## Data for this task:

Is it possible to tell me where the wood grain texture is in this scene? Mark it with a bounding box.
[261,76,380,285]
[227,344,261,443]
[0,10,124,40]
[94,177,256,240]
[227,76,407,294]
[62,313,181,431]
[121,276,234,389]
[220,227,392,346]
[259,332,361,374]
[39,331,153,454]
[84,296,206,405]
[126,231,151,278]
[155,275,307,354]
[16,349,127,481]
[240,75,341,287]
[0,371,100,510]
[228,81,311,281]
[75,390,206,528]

## Directions for this task:
Without omission, retype the full listing shown above.

## Expected answer:
Is it possible to tell me where the wood grain texture is in this scene? Mark it with a bounding box.
[261,76,380,285]
[227,344,261,443]
[0,10,124,40]
[94,177,256,240]
[227,76,407,294]
[62,313,181,431]
[121,276,234,389]
[220,227,392,346]
[259,332,361,374]
[39,331,153,454]
[84,296,206,405]
[126,231,151,278]
[155,275,307,354]
[16,349,127,481]
[240,75,341,287]
[0,371,100,510]
[228,81,311,281]
[75,390,206,528]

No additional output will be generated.